Maître Eckhart. Le procès de l'Un

Hervé Pasqua
Filosofía - reviewer : Marie-Gabrielle Lemaire
L'A., directeur de l'Institut catholique de Rennes, aborde Maître Eckhart et sa théologie à partir du néoplatonisme qui sous-tend sa pensée de l'Un. Il en résulte une certaine manière de comprendre le processus de notre divinisation, puisque celui-ci consiste dans le retour de la créature à son Créateur, et que ce retour se résout à rebours du procès de l'Un. Or, l'Un est d'une certaine façon au-dessus de Dieu. Si la question pastorale et mystique de départ était «comment vivre en présence de Dieu au milieu du monde?», l'hénologie du Thuringien a abouti à une déréalisation du monde en dépendance du non-être de l'Un auquel tout être doit revenir. La création ne s'en trouve cependant pas méprisé, ce que l'A. a le mérite de mettre en évidence, avec des accents heideggeriens.
Dans le néoplatonisme, l'Un ne peut pas être sans aussitôt cesser d'être l'Un. Ce principe, en dissociant l'Un et l'Être, situe l'Un au-delà de toute connaissance possible. Dès lors, Dieu n'est pas l'Un s'il est et se communique. Dieu est l'Être émané de l'Un, dont il puise sa Déité, et l'Être se définit comme retour sur soi dans l'Intellect. Grâce aux liens de l'émanation, Maître Eckhart peut affirmer en même temps que Dieu en sa Déité est lui-même au-delà de l'Être et donc au-delà de Dieu, et distinguer ainsi l'Un qui n'est pas, de l'Un qui est. Mais Dieu et l'Un ne sont pas interchangeables, car si Dieu est l'Un, l'Un n'est pas Dieu mais au-delà de Dieu. Comment alors s'effectue la présence de Dieu dans le fond de l'âme? Elle s'effectue comme la réception de Dieu en Dieu, comme l'Être de Dieu en Dieu où Dieu se reçoit. C'est ainsi que l'âme en son fond est incréée dans la mesure même où elle est créée. Ainsi est posée l'intériorité de la création en Dieu, restant sauve la distinction entre le créé et l'incréé. Le mouvement religieux de la pensée eckhartienne étant celui du retour à l'origine, il demeure toujours à préciser si, finalement, l'Un est ou n'est pas. Cette question fondamentale de Parménide demeure au creux de toutes les questions que pose la pensée du Maître. En effet, selon que l'on accordera la priorité à l'Un ou à l'Être variera la conception de la relation de Dieu à lui-même, à la créature, et de la créature à Dieu. Maître Eckhart a opté pour la priorité de l'Un sur l'Être, ce qui l'a conduit à vider la création de son contenu ontologique et ainsi, à une éthique du détachement absolu. Quand donc Dieu se révèle dans l'Exode comme celui qui est, c'est dans la mesure où il est, face à sa création, et dans la révélation de soi. Mais Dieu existe dans ce qu'il n'est pas, ainsi que l'âme d'ailleurs, qui en son fond n'est plus elle-même mais l'incréé. Dès lors, tout ce qui nie l'Un-qui-n'est-pas doit s'anéantir.

● **Défi 1**
Recopiez à l'identique les entrées, depuis la ligne contenant « of the tree » jusqu'à la fin des entrées, bornes incluses.

● **Entrées de la tâche**

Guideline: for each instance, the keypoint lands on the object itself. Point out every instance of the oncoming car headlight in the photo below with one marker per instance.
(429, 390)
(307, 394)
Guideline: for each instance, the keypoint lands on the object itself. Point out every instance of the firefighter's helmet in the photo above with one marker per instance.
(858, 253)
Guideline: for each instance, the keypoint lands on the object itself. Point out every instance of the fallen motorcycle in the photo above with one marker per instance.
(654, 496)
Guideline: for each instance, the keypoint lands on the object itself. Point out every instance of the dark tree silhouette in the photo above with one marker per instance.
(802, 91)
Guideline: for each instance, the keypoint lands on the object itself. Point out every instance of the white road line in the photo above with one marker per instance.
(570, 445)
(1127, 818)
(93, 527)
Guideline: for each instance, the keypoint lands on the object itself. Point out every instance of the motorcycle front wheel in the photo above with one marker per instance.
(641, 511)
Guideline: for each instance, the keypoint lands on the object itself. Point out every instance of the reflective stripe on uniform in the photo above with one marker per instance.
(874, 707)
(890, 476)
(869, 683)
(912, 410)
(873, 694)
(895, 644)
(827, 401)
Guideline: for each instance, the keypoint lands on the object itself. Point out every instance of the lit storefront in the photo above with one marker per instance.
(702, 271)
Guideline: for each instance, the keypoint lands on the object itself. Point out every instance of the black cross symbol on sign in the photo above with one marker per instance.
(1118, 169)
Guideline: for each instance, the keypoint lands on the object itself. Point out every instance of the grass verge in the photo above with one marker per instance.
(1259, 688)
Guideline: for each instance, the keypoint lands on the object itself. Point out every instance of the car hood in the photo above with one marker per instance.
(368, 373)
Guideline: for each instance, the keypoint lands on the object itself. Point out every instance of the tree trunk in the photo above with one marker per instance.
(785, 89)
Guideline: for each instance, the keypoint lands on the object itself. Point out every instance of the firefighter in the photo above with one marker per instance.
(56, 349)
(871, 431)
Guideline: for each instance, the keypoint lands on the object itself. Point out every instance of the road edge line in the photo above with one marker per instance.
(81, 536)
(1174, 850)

● **Défi 2**
D'après l'extrait retenu, les affirmations suivantes sont-elles exactes : (a) l'auteur de l'ouvrage dirige l'Institut catholique de Rennes ; (b) Maître Eckhart a donné la priorité à l'Être sur l'Un ; (c) Dieu et l'Un sont interchangeables ? Répondez par oui ou non pour chacune, en citant les mots décisifs de l'extrait retenu.

● **Réponse finale 1**
Guideline: for each instance, the keypoint lands on the object itself. Point out every instance of the tree trunk in the photo above with one marker per instance.
(785, 89)
Guideline: for each instance, the keypoint lands on the object itself. Point out every instance of the firefighter in the photo above with one marker per instance.
(56, 349)
(871, 431)
Guideline: for each instance, the keypoint lands on the object itself. Point out every instance of the road edge line in the photo above with one marker per instance.
(81, 536)
(1174, 850)

● **Réponse finale 2**
(a) Oui : « L'A., directeur de l'Institut catholique de Rennes ».
(b) Non : « Maître Eckhart a opté pour la priorité de l'Un sur l'Être ».
(c) Non : « Mais Dieu et l'Un ne sont pas interchangeables ».